* Perintah a: Tulis ulang semua baris data tugas, dari baris pertama hingga baris yang memuat "171], [196, 174]]", dengan menukar "pile of white rocks" menjadi "pile of gray rocks" dan membiarkan bagian lain tetap sama.

* Kutipan:

Banyak pakar keuangan menyebut jebakan kelas menengah ini sebagai “illusion of wealth”—terlihat mapan, padahal keuangan stagnan atau bahkan rapuh. Salah satu penyebab utamanya? Pola konsumsi barang yang sebenarnya tak perlu, tapi terus dibeli demi gengsi atau karena terbiasa.
Berikut tujuh barang yang sebaiknya mulai Anda hindari beli jika ingin kondisi finansial lebih sehat.
1. Gadget Terbaru Setiap Tahun
Sering ganti ponsel, tablet, atau smartwatch hanya karena versi baru rilis adalah kebiasaan mahal. Padahal, secara fungsional, perbedaan antar versi biasanya tidak terlalu signifikan untuk kebutuhan harian.
Sebagai kelas menengah yang ingin naik kelas, belilah gadget berdasarkan kebutuhan, bukan tren. Gunakan perangkat yang masih berfungsi dengan baik hingga benar-benar butuh upgrade.
2. Mobil Kedua atau Mobil Mahal untuk Gaya
Mobil adalah aset yang nilainya terus turun. Membeli mobil kedua untuk “biar kelihatan sukses” atau mengganti mobil lama yang masih layak pakai demi citra, adalah keputusan yang bisa menguras cashflow.

* Perintah b: Lanjutkan kutipan tentang barang yang sebaiknya tidak dibeli kelas menengah, mulai dari kalimat sesudah kalimat terakhirnya.

* Data Tugas:
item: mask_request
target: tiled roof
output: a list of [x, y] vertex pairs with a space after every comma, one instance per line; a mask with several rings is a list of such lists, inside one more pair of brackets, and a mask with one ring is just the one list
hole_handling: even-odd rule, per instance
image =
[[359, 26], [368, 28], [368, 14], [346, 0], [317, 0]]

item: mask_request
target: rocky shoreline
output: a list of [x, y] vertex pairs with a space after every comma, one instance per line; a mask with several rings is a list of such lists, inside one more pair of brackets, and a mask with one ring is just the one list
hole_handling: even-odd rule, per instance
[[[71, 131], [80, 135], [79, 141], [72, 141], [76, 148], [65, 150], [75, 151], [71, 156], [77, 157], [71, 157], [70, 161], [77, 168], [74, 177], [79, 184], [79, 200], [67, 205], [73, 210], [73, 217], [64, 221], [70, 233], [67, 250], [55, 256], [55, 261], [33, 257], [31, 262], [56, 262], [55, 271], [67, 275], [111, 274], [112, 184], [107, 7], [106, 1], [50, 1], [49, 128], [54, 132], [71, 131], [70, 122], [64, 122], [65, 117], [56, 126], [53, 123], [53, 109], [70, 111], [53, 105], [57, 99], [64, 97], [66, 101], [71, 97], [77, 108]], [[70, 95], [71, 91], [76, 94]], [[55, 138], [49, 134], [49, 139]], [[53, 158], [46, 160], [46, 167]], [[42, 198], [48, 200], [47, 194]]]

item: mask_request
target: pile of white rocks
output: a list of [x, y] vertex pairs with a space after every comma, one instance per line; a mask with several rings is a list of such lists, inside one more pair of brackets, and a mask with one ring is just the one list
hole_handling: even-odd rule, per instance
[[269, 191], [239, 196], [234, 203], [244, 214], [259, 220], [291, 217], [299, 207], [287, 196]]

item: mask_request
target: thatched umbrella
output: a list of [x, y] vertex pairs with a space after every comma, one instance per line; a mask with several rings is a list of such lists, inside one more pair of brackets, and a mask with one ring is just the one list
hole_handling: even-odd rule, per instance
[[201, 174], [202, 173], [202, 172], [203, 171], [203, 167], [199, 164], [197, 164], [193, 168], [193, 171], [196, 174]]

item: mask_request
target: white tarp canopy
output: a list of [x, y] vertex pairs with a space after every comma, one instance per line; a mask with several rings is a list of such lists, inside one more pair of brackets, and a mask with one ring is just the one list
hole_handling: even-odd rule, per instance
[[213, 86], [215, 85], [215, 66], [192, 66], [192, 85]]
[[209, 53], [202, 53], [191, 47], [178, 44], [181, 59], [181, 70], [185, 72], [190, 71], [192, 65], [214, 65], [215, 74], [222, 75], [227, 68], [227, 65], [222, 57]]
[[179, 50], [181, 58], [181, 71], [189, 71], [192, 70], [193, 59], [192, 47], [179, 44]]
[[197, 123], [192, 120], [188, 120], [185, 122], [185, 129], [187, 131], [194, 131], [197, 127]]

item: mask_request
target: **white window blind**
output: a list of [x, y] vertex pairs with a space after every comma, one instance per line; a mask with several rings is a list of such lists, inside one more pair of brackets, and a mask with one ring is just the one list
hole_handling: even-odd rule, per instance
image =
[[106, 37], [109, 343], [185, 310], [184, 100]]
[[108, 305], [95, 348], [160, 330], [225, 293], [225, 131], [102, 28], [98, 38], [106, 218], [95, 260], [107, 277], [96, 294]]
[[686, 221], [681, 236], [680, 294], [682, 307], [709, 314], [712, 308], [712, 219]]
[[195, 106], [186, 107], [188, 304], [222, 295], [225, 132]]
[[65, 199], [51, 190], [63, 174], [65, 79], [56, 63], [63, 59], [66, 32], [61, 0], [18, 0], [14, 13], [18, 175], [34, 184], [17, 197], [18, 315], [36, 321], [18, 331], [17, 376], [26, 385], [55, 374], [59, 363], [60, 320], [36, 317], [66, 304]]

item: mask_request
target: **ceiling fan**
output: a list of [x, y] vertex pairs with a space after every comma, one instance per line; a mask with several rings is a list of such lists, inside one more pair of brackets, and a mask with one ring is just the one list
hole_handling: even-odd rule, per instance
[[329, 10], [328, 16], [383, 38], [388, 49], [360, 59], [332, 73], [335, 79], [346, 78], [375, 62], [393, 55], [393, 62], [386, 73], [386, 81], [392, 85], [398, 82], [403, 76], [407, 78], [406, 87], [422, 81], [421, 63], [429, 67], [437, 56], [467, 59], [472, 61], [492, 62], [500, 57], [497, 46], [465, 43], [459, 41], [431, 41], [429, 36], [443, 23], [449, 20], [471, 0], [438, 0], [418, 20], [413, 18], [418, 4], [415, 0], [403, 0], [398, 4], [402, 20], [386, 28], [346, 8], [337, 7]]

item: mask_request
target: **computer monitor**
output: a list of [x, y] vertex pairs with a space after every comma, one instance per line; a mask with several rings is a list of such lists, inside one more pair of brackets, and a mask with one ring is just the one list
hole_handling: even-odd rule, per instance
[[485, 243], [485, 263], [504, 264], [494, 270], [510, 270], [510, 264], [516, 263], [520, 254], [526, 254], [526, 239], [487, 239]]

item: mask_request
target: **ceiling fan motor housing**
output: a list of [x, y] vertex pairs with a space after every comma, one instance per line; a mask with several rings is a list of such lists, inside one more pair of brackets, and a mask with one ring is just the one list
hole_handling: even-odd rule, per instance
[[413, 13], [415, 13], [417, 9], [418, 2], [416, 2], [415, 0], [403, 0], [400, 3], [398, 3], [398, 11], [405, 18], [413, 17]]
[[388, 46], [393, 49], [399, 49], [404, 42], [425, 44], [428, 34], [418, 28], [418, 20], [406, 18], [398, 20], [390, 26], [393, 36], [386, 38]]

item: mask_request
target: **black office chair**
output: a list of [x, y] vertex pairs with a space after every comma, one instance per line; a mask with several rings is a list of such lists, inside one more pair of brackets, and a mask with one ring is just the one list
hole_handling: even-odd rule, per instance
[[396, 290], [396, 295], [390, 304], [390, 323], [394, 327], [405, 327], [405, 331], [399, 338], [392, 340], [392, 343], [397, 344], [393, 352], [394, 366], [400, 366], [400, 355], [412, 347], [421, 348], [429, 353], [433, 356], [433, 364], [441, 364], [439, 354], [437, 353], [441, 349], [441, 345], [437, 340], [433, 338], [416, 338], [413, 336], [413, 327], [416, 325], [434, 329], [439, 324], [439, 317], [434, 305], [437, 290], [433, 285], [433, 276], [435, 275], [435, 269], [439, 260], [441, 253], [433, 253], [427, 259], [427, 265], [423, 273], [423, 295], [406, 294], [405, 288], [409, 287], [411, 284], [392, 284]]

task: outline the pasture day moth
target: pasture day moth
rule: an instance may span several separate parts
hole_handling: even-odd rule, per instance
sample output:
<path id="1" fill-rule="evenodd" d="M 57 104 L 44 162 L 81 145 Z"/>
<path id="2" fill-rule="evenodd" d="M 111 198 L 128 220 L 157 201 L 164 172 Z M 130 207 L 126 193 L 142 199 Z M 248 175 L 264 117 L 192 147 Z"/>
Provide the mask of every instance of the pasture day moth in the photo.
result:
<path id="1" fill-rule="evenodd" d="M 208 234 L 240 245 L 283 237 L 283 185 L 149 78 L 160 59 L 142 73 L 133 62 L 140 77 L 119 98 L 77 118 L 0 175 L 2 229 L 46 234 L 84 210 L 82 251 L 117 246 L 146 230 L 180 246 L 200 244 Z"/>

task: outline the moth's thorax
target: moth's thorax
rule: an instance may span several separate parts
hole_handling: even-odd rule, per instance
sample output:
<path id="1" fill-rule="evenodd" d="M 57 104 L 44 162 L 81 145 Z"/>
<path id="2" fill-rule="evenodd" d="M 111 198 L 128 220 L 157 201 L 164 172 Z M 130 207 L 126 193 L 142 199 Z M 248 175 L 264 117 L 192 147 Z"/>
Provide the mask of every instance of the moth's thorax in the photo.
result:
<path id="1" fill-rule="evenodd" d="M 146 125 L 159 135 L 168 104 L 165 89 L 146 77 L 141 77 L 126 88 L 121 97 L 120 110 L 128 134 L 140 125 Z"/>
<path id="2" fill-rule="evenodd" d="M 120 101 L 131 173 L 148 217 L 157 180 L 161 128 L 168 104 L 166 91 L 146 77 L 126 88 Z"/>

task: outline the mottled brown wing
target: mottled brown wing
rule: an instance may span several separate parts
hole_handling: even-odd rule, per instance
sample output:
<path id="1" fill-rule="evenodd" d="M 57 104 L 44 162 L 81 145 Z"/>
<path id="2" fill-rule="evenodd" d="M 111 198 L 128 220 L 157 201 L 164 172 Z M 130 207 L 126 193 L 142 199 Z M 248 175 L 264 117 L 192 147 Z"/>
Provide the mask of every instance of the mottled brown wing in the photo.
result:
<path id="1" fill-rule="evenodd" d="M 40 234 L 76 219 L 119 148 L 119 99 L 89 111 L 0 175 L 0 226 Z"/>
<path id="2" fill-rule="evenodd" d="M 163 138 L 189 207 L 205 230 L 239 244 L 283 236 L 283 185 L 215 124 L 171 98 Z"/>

* Jawaban yang Diharapkan a:
item: mask_request
target: tiled roof
output: a list of [x, y] vertex pairs with a space after every comma, one instance per line; a mask with several rings is a list of such lists, inside one more pair of brackets, and a mask with one ring is just the one list
hole_handling: even-odd rule, per instance
image =
[[359, 26], [368, 28], [368, 14], [346, 0], [317, 0]]

item: mask_request
target: rocky shoreline
output: a list of [x, y] vertex pairs with a space after every comma, one instance per line; a mask with several rings is a list of such lists, inside one more pair of brackets, and a mask with one ring is just the one list
hole_handling: even-odd rule, per instance
[[[71, 131], [80, 135], [79, 141], [72, 141], [76, 148], [65, 150], [75, 151], [71, 156], [77, 157], [71, 157], [70, 161], [77, 168], [74, 177], [79, 184], [79, 200], [67, 205], [73, 210], [73, 217], [64, 221], [70, 233], [67, 250], [55, 256], [55, 261], [33, 257], [31, 262], [56, 262], [55, 271], [67, 275], [111, 274], [112, 184], [107, 7], [106, 1], [50, 1], [49, 128], [54, 132], [71, 131], [70, 122], [64, 122], [65, 117], [56, 126], [53, 123], [53, 109], [70, 111], [53, 105], [57, 99], [64, 97], [66, 101], [71, 97], [77, 108]], [[70, 95], [71, 91], [76, 94]], [[55, 138], [49, 134], [49, 139]], [[53, 158], [46, 160], [46, 167]], [[42, 198], [48, 200], [47, 194]]]

item: mask_request
target: pile of gray rocks
output: a list of [x, y] vertex pairs with a space after every comma, one instance per line; a mask with several rings is a list of such lists, inside one more pair of brackets, and a mask with one ring is just the one list
hole_handling: even-odd rule, per instance
[[269, 191], [239, 196], [234, 203], [244, 214], [259, 220], [291, 217], [299, 207], [287, 196]]

item: mask_request
target: thatched umbrella
output: a list of [x, y] vertex pairs with a space after every comma, one instance per line; a mask with several rings is a list of such lists, inside one more pair of brackets, and a mask with one ring is just the one list
hole_handling: even-odd rule, per instance
[[201, 174], [202, 173], [202, 172], [203, 171], [203, 167], [199, 164], [197, 164], [193, 168], [193, 171], [196, 174]]

* Jawaban yang Diharapkan b:
Jika mobil pertama Anda sudah memenuhi kebutuhan harian, pertimbangkan untuk mengalokasikan dana ke instrumen investasi atau modal usaha, bukan ke cicilan kendaraan baru.
3. Pakaian Bermerek yang Tidak Sesuai Budget
Tidak salah membeli pakaian berkualitas, tapi jika sudah sampai level berbelanja hanya demi logo brand atau tren desainer terkini, itu patut ditinjau ulang. Banyak kelas menengah rela cicil tas mewah atau sneakers edisi terbatas padahal tabungan belum aman.
Alihkan pengeluaran fesyen ke barang-barang yang fungsional, berkualitas, dan tahan lama—bukan sekadar simbol status.
4. Langganan Berlebihan: TV Kabel, Streaming, Gym Mewah
Langganan ini sering bersifat “nggak kerasa ngurangin duit”, padahal totalnya bisa ratusan ribu bahkan jutaan per bulan. Apakah semua channel dan aplikasi benar-benar Anda gunakan?
Audit semua layanan langganan Anda, pilih yang paling sering dipakai, dan hentikan sisanya. Ganti gym mahal dengan olahraga mandiri atau komunitas lari lokal yang gratis.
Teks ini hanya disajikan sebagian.